▸ **Okuma metni**:
□ □ □ □ □ □ □
Gül, Annan'a “Kıbrıs konusundaki raporun raflarda kalmaması lazım, bu raporu takip etmeniz lazım, bu konuda ilgili kararın çıkması lazım ve bu konuda ısrarcı olmanız lazım” dediğini de kaydetti.
POWELL İLE GÖRÜŞME FAYDALI
“ABD Dışişleri Bakanı Colin Powell ile yaptığımız görüşme faydalı idi” diyen Gül, bu vesileyle Türkiye'nin Irak Özel Temsilcisi Büyükelçi Osman Korutürk ve Dışişleri Bakanlığı Ortadoğu ve Güney Asya Genel Müdürü Büyükelçi Tahsin Burcuoğlu'nun New York'ta ve Washington'da önemli temaslarda ve görüşmelerde bulunduğunu kaydetti.
AB
AB Dönem Başkanı Hollanda'nın Dışişleri Bakanı Bernard Bot başta olmak üzere Almanya, İtalya, Belçika, Portekiz ve birçok ülkenin dışişleri bakanları ile görüştüğünü de ifade eden Bakan Gül, “AB'nin Güvenlik ve Dış Politika Yüksek Temsilcisi Javier Solana ile de görüşme yaptık. Bunun dışında Norveç, İsviçre, Rusya Federasyonu, Ukrayna, Brezilya, Çin, Nijerya, Sudan, Gine, Tayland, Singapur gibi ülkelerin dışişleri bakanlarıyla; Cezayir, Pakistan, Afganistan, Estonya'nın da cumhurbaşkanları ve Malezya'nın da başbakanı ile görüşmelerde bulundum” dedi.
□ □ □ □ □ □ □
▸ **Kayıtlı veriler**:
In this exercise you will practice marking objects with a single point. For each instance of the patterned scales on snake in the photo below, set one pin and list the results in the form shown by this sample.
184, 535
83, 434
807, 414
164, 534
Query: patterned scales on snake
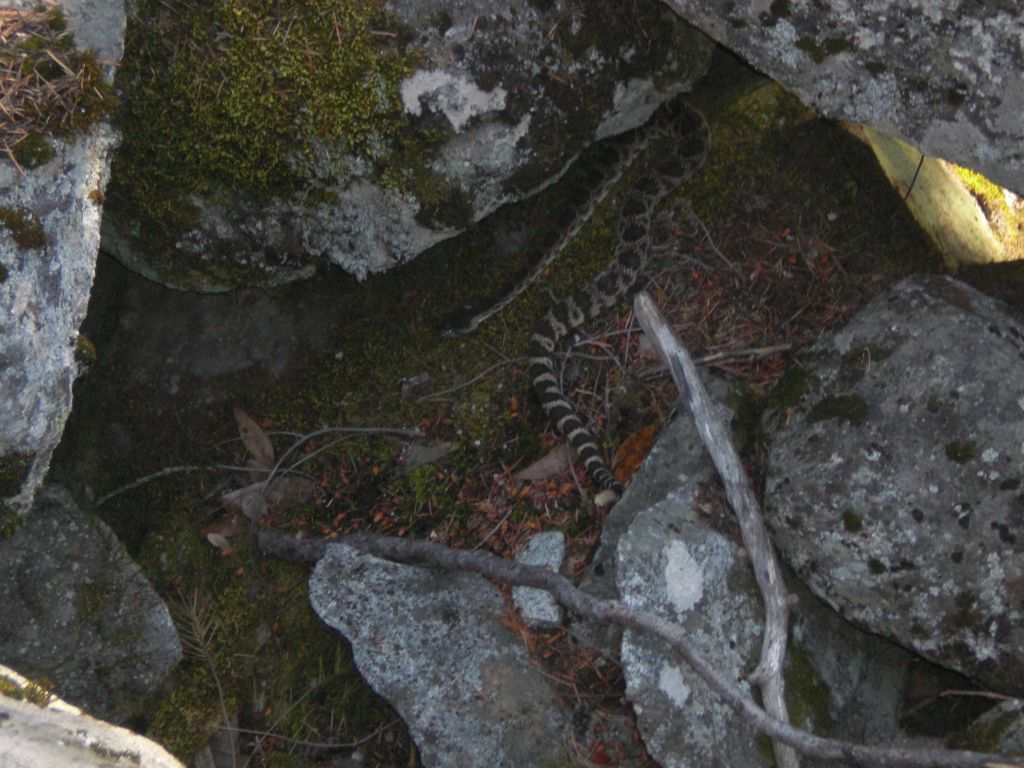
□ □ □ □ □ □ □
▸ **Amaç**: Lütfen Gül'ün dış temaslarını anlatan okuma metnini hiçbir değişiklik yapmadan baştan sona tekrar yazın.

▸ **Tam çözüm**:
Gül, Annan'a “Kıbrıs konusundaki raporun raflarda kalmaması lazım, bu raporu takip etmeniz lazım, bu konuda ilgili kararın çıkması lazım ve bu konuda ısrarcı olmanız lazım” dediğini de kaydetti.
POWELL İLE GÖRÜŞME FAYDALI
“ABD Dışişleri Bakanı Colin Powell ile yaptığımız görüşme faydalı idi” diyen Gül, bu vesileyle Türkiye'nin Irak Özel Temsilcisi Büyükelçi Osman Korutürk ve Dışişleri Bakanlığı Ortadoğu ve Güney Asya Genel Müdürü Büyükelçi Tahsin Burcuoğlu'nun New York'ta ve Washington'da önemli temaslarda ve görüşmelerde bulunduğunu kaydetti.
AB
AB Dönem Başkanı Hollanda'nın Dışişleri Bakanı Bernard Bot başta olmak üzere Almanya, İtalya, Belçika, Portekiz ve birçok ülkenin dışişleri bakanları ile görüştüğünü de ifade eden Bakan Gül, “AB'nin Güvenlik ve Dış Politika Yüksek Temsilcisi Javier Solana ile de görüşme yaptık. Bunun dışında Norveç, İsviçre, Rusya Federasyonu, Ukrayna, Brezilya, Çin, Nijerya, Sudan, Gine, Tayland, Singapur gibi ülkelerin dışişleri bakanlarıyla; Cezayir, Pakistan, Afganistan, Estonya'nın da cumhurbaşkanları ve Malezya'nın da başbakanı ile görüşmelerde bulundum” dedi.